— DIRECTIONS FOR THIS TASK —
Go over the data and keep only the lines that include "helmet".

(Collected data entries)
* * *

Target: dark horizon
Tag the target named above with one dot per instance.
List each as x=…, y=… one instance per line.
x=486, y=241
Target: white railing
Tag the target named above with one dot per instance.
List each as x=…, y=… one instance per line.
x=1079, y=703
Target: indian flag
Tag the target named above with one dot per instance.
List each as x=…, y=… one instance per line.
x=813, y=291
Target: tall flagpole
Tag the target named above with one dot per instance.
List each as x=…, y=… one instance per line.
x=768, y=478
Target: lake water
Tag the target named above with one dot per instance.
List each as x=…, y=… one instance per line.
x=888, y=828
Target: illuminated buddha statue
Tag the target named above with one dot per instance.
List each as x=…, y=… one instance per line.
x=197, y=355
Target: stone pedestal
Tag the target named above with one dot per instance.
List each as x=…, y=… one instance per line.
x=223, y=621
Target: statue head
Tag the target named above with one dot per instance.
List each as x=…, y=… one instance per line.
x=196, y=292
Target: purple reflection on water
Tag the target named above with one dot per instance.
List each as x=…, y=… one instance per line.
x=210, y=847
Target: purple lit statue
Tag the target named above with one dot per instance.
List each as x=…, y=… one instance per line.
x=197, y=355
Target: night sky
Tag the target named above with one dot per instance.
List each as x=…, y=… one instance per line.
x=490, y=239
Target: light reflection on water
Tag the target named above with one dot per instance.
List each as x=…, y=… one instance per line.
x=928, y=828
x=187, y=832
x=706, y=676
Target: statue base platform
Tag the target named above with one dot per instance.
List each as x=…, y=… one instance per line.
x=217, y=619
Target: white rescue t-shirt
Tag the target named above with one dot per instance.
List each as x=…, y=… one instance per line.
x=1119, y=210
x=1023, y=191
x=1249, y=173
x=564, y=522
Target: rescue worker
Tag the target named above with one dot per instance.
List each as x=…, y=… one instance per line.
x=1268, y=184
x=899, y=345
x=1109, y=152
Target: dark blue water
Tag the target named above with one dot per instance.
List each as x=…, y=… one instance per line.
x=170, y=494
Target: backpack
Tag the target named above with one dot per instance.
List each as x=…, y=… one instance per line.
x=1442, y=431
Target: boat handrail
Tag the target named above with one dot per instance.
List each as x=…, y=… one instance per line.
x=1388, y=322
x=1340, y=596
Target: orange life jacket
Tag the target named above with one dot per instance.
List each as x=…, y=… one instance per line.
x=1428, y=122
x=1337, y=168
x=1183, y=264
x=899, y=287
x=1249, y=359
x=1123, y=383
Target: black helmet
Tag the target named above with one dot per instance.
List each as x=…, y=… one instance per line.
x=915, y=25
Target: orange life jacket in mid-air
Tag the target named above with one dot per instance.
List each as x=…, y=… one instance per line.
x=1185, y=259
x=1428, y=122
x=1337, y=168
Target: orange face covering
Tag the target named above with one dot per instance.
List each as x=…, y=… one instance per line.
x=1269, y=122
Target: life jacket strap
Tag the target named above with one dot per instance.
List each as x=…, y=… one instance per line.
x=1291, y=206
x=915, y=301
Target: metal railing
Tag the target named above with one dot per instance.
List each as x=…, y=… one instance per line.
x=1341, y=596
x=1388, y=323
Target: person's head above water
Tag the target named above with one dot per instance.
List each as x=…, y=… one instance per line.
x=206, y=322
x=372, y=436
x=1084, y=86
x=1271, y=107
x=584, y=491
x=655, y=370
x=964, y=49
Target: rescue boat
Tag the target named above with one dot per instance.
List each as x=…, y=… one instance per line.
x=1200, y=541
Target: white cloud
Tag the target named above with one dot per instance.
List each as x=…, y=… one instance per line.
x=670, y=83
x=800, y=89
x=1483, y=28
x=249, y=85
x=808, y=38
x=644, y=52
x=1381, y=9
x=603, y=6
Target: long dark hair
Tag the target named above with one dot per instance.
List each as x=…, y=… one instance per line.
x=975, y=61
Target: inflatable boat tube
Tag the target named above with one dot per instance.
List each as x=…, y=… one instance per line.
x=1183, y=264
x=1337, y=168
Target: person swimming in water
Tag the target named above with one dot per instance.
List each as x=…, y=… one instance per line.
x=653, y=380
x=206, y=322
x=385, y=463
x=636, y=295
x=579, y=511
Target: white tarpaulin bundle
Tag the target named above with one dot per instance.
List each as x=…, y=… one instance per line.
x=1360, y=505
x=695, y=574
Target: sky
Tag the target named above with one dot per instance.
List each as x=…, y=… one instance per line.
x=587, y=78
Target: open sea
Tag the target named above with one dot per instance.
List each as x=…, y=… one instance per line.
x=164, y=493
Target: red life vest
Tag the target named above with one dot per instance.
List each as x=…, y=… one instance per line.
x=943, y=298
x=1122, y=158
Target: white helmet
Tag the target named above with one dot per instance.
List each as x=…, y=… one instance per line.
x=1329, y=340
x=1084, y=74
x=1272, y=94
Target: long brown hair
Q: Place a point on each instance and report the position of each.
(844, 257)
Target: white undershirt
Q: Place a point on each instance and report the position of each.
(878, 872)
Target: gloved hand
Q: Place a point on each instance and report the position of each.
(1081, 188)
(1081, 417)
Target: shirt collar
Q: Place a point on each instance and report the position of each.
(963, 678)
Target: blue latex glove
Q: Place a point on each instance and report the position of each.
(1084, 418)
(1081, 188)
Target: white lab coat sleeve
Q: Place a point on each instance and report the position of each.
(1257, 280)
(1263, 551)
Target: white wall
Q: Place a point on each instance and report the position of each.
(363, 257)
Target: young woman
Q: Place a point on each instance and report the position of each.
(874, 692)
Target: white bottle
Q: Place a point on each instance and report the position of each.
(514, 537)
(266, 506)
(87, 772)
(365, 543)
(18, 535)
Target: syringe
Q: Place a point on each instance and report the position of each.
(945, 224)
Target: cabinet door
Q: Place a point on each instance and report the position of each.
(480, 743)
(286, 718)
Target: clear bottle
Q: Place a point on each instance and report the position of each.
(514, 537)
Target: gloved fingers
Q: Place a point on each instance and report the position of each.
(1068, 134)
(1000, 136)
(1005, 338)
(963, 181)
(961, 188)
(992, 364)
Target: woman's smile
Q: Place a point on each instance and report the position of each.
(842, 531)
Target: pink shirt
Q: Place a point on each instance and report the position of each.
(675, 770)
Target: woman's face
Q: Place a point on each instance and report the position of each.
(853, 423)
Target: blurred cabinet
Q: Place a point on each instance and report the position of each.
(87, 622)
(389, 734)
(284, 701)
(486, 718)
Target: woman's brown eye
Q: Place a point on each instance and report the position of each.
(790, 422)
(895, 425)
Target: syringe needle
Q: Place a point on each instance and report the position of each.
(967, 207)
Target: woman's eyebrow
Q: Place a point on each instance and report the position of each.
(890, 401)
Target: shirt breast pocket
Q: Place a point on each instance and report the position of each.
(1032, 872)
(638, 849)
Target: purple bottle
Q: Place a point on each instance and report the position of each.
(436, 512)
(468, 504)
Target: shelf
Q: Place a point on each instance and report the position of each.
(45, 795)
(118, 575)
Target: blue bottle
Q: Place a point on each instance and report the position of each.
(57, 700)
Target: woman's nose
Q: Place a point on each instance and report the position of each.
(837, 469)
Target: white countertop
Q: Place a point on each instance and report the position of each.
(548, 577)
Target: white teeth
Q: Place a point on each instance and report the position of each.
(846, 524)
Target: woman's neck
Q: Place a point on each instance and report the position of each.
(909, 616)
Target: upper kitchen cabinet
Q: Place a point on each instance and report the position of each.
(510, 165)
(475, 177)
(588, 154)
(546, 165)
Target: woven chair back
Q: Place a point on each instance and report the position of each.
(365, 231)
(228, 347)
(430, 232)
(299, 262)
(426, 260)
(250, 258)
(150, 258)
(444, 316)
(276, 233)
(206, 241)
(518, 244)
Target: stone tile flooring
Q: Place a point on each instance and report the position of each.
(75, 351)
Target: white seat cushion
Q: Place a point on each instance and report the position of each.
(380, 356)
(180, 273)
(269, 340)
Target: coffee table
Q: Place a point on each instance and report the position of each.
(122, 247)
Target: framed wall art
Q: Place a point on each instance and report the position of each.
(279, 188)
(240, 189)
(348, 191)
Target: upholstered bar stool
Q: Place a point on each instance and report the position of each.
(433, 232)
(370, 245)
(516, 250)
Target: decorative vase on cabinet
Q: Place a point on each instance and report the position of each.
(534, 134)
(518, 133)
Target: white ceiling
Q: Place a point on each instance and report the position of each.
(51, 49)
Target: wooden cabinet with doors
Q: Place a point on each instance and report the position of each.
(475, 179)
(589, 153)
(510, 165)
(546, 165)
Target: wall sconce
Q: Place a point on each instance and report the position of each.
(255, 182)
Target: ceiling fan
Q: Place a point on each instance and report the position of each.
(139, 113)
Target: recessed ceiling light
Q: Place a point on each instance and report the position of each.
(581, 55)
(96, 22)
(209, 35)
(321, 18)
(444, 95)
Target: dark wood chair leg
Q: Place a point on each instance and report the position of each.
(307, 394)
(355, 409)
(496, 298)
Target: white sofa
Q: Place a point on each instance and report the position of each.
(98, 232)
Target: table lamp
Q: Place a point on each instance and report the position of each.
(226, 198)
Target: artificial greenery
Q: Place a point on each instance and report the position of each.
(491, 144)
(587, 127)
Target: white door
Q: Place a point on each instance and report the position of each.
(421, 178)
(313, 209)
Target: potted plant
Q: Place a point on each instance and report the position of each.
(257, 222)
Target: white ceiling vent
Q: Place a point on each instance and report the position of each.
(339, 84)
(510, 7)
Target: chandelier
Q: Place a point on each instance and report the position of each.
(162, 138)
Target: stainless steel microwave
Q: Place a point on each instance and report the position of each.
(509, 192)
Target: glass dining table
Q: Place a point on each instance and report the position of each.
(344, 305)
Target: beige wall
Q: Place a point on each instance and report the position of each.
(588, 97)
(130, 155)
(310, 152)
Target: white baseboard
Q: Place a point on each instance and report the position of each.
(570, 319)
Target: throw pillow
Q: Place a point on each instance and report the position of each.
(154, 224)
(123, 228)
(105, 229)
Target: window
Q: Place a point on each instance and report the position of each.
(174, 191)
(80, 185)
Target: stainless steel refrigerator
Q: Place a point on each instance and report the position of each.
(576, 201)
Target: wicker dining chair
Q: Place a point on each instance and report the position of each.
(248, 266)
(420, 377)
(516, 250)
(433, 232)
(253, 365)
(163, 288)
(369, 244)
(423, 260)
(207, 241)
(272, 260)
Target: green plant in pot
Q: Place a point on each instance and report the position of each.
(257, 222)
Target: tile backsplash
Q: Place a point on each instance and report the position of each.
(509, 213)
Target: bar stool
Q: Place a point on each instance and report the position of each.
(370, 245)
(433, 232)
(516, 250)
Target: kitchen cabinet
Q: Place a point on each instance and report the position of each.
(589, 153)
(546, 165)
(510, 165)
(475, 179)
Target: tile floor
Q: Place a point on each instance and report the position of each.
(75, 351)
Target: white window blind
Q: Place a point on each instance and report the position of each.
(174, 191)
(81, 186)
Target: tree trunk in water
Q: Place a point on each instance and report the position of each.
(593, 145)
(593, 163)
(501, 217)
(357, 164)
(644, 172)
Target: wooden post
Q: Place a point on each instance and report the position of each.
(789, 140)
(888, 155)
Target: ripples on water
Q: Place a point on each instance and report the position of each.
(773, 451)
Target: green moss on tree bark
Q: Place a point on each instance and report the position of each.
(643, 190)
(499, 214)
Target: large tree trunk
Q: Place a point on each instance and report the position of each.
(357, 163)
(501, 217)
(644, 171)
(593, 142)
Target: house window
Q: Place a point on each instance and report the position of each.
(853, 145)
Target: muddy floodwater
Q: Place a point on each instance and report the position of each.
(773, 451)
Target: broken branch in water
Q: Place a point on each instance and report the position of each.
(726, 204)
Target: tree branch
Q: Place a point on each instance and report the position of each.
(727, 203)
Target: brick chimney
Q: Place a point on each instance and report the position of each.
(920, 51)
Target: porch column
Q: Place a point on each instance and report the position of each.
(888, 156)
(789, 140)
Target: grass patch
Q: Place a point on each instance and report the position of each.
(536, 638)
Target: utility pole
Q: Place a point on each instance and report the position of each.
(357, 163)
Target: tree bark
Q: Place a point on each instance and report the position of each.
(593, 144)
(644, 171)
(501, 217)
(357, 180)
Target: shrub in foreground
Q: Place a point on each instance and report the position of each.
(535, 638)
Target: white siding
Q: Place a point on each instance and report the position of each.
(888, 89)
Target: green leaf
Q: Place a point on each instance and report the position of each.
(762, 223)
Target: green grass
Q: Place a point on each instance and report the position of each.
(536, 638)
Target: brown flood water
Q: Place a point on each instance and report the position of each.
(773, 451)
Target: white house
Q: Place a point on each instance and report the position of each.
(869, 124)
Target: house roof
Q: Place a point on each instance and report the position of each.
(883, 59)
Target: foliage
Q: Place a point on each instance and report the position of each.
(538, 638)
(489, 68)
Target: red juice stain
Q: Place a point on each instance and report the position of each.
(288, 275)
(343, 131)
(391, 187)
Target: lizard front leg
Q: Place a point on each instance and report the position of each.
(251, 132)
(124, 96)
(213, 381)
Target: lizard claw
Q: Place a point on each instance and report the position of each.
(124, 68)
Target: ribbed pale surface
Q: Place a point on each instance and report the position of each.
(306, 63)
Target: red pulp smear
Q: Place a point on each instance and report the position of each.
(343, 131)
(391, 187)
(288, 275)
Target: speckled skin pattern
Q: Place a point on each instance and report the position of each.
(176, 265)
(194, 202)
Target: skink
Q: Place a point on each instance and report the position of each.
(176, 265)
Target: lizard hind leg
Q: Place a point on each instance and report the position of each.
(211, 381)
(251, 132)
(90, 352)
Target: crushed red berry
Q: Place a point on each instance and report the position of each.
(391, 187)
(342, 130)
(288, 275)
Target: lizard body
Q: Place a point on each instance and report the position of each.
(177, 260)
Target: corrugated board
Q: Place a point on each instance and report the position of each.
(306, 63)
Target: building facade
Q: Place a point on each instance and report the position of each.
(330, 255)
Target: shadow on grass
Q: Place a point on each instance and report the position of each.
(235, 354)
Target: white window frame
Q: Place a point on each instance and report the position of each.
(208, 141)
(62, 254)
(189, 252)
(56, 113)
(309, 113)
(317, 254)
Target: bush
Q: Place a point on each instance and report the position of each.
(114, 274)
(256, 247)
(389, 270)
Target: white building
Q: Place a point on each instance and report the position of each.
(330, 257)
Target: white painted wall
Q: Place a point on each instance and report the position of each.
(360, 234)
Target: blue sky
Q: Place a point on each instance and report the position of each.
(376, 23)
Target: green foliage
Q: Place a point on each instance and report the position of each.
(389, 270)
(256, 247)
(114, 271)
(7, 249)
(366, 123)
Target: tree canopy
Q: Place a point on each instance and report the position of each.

* * *

— ANSWER BOX —
Target: black helmet
Target: white helmet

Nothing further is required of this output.